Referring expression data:
----

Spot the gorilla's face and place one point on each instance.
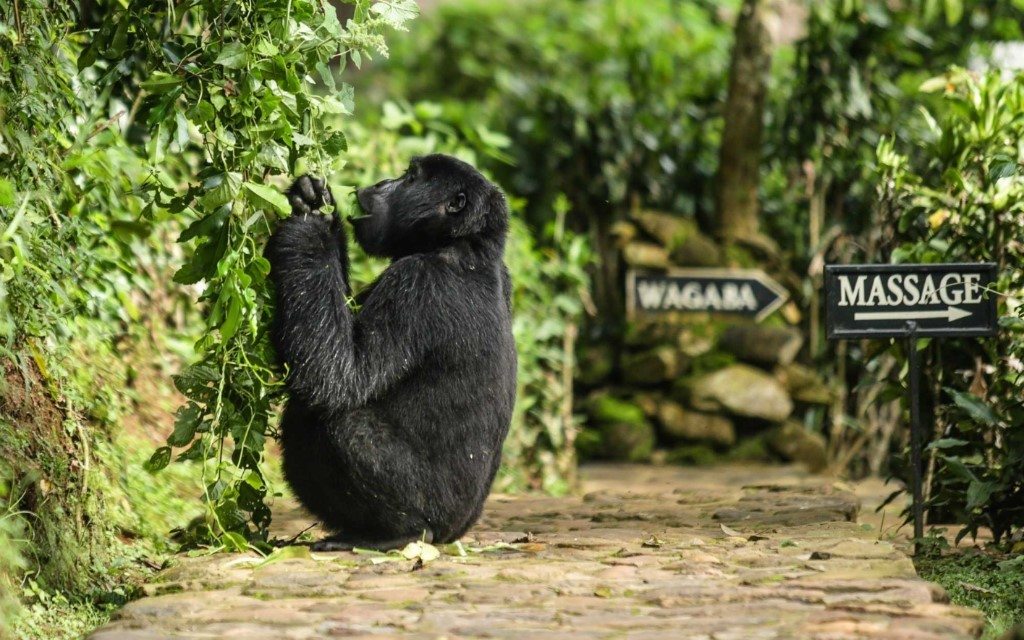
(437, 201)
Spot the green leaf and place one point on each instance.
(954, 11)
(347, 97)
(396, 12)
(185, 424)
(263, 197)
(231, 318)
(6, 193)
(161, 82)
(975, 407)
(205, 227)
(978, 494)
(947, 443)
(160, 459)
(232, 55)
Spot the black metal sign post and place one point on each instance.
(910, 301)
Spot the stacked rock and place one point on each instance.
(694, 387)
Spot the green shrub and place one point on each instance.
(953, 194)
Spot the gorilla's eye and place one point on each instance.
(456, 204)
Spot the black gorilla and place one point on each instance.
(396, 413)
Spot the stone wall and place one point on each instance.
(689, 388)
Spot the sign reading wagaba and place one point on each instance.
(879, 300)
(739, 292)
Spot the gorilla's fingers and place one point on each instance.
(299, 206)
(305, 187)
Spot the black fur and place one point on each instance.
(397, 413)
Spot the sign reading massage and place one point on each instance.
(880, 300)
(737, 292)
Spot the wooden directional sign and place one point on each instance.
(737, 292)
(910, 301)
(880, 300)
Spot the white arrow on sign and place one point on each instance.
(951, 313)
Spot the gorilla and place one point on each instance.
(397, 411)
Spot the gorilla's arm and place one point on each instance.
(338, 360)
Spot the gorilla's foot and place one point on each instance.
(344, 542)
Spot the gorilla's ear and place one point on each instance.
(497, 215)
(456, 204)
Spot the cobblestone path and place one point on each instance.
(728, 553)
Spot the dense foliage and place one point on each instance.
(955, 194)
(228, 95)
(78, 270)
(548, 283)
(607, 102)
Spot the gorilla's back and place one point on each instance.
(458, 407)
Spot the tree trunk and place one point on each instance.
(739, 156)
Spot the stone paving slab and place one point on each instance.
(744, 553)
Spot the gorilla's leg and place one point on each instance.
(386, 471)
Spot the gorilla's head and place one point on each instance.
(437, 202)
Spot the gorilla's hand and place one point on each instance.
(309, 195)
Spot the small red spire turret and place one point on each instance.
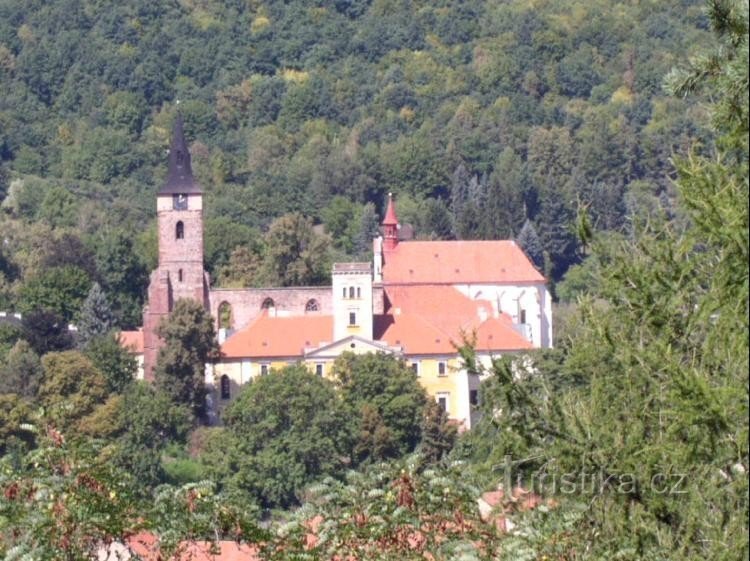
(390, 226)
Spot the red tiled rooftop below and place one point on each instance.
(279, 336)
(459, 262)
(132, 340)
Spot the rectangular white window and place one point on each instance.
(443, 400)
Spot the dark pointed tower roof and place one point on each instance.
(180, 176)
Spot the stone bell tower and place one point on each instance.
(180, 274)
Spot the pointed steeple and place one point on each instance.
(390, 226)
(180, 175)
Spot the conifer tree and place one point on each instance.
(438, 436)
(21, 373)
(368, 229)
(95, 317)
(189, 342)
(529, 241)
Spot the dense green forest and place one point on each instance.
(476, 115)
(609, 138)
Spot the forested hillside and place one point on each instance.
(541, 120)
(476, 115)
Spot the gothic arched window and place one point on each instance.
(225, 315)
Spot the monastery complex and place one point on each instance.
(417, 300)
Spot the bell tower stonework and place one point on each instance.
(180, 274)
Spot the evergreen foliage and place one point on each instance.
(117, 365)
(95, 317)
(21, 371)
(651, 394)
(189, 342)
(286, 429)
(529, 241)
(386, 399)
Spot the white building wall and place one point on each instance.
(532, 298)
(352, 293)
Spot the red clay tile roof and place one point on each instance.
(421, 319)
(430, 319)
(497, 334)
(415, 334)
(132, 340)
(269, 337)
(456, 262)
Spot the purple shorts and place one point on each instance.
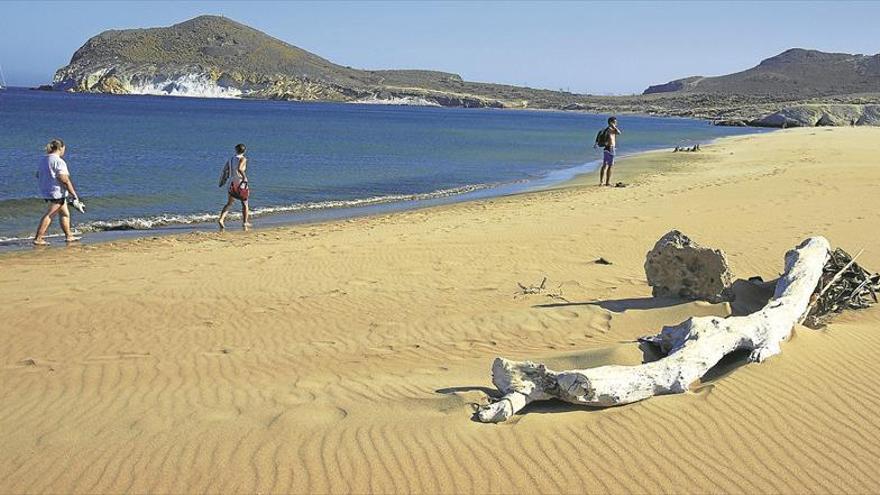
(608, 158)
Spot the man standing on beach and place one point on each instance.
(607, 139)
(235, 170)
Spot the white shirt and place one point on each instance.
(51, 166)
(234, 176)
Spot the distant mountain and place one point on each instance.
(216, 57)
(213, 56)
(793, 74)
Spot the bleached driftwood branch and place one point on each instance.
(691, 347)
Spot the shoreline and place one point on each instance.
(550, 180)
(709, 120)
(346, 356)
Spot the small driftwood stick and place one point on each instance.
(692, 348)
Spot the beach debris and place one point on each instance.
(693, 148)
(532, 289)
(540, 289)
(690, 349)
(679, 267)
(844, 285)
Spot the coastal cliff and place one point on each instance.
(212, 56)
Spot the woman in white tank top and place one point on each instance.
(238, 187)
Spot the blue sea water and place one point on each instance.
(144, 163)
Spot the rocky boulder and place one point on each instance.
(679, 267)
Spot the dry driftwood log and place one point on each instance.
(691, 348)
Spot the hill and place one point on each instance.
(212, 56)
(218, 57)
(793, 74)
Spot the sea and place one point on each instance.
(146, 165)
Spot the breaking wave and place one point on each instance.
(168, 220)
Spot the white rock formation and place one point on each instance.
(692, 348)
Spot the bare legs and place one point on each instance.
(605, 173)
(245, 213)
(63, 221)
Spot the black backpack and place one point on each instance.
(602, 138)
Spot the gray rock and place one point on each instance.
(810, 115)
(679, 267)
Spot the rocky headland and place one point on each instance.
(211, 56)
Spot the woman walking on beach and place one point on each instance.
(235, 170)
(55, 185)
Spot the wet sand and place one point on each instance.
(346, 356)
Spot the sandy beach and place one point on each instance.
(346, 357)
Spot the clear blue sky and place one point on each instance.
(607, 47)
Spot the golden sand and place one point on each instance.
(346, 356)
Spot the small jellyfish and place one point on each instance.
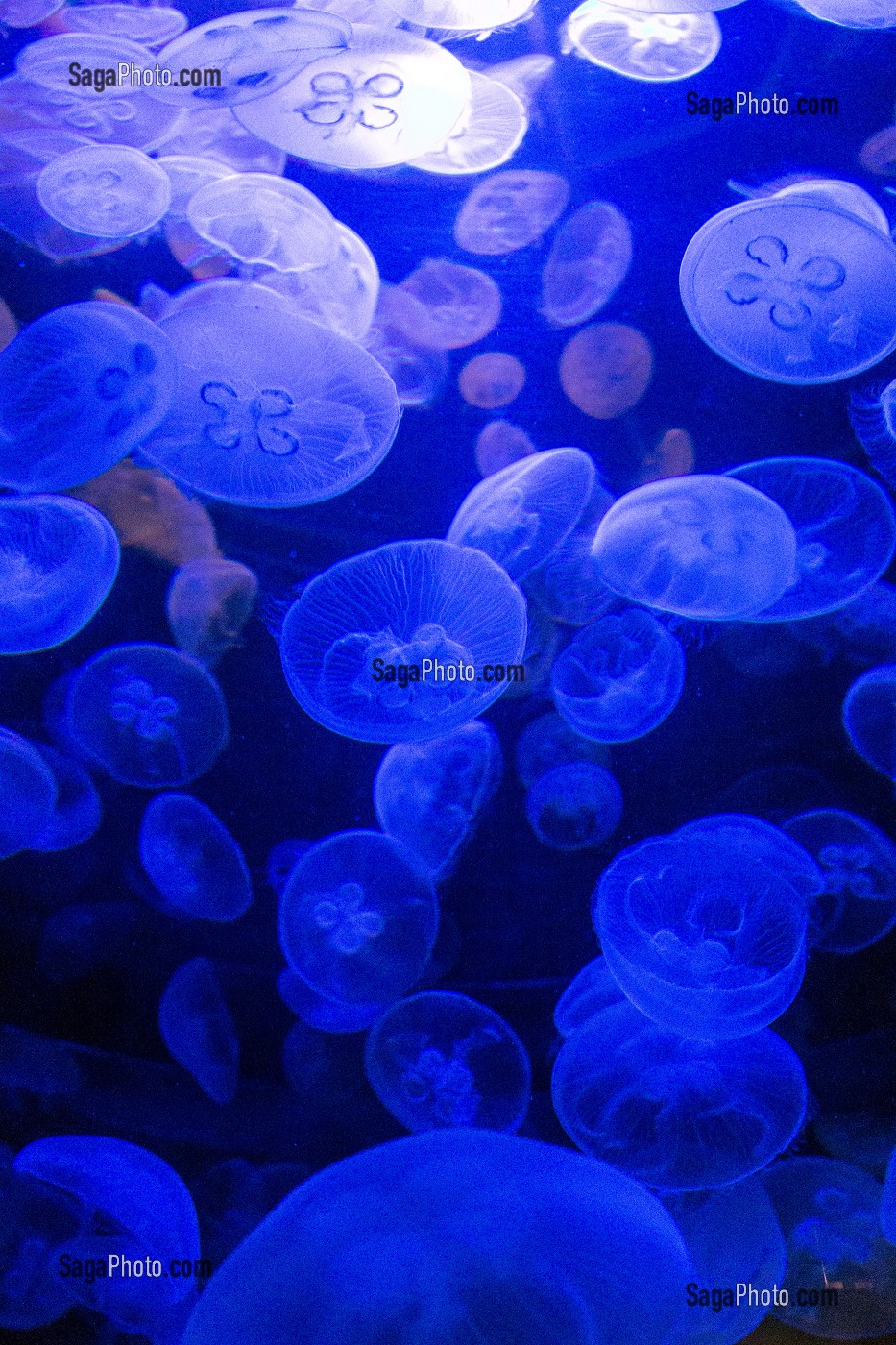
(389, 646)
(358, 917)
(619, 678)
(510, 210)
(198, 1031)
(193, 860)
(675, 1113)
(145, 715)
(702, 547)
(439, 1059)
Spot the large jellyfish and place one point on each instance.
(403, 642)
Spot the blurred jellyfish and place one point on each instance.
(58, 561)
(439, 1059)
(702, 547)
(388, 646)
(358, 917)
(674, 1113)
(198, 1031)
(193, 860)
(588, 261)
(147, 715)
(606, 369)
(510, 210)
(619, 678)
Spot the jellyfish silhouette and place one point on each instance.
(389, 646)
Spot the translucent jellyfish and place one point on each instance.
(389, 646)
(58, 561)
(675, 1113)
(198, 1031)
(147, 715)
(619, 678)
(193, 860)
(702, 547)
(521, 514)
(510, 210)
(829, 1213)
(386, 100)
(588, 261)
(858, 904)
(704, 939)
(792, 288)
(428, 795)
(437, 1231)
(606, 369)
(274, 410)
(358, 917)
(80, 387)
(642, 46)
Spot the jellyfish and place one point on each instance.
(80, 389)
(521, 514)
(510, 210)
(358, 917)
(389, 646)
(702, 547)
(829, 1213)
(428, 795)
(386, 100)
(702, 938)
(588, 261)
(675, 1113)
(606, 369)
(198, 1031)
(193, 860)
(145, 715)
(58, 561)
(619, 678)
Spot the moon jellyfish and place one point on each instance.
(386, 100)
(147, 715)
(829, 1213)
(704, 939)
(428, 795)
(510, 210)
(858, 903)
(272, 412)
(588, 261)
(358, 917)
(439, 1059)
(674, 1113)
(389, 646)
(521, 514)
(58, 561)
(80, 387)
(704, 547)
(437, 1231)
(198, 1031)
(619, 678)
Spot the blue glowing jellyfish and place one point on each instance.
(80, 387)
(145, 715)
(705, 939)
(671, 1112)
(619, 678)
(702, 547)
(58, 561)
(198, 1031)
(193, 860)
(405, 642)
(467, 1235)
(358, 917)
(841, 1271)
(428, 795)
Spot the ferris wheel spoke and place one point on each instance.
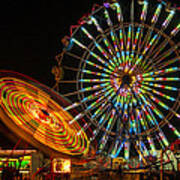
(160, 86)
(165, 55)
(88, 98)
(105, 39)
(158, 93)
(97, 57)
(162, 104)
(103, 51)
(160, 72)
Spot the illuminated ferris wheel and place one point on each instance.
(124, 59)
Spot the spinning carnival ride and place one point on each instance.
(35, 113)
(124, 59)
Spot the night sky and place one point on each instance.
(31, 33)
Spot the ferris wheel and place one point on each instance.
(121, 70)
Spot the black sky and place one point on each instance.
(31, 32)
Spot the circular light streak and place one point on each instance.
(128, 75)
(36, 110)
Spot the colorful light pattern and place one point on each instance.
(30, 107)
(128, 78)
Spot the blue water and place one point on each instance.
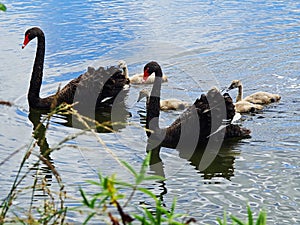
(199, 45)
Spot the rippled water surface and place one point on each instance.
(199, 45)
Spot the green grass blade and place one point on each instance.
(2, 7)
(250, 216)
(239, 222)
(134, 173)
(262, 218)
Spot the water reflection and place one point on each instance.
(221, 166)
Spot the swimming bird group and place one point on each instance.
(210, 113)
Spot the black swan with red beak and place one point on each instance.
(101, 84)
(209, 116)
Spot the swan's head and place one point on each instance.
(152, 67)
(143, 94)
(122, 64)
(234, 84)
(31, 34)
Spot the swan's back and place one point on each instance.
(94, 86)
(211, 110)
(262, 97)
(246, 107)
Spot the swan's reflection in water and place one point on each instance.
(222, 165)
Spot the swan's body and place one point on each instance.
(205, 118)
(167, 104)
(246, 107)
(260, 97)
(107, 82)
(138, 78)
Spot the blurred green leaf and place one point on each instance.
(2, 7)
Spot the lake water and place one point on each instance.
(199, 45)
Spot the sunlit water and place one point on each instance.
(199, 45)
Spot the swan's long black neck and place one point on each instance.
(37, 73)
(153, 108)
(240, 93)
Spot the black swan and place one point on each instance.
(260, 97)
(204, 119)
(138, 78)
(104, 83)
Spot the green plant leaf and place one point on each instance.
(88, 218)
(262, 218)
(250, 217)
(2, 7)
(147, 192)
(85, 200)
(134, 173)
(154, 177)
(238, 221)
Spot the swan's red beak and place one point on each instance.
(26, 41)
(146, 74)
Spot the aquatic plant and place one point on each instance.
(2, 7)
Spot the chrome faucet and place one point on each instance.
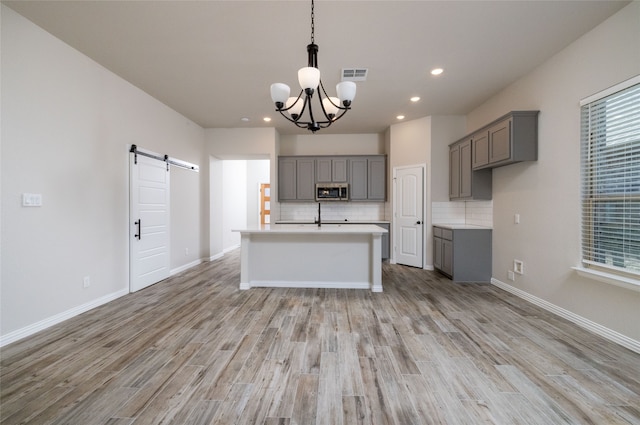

----

**Aim of the exercise**
Starting from the line containing "Spot the aquatic", repeat each line exactly through the end of the entries, including the last, while leaving pictures out.

**Your solution**
Spot the aquatic plant and place one point on each instance.
(2, 7)
Spot the chrome faucet and place one point on each instance.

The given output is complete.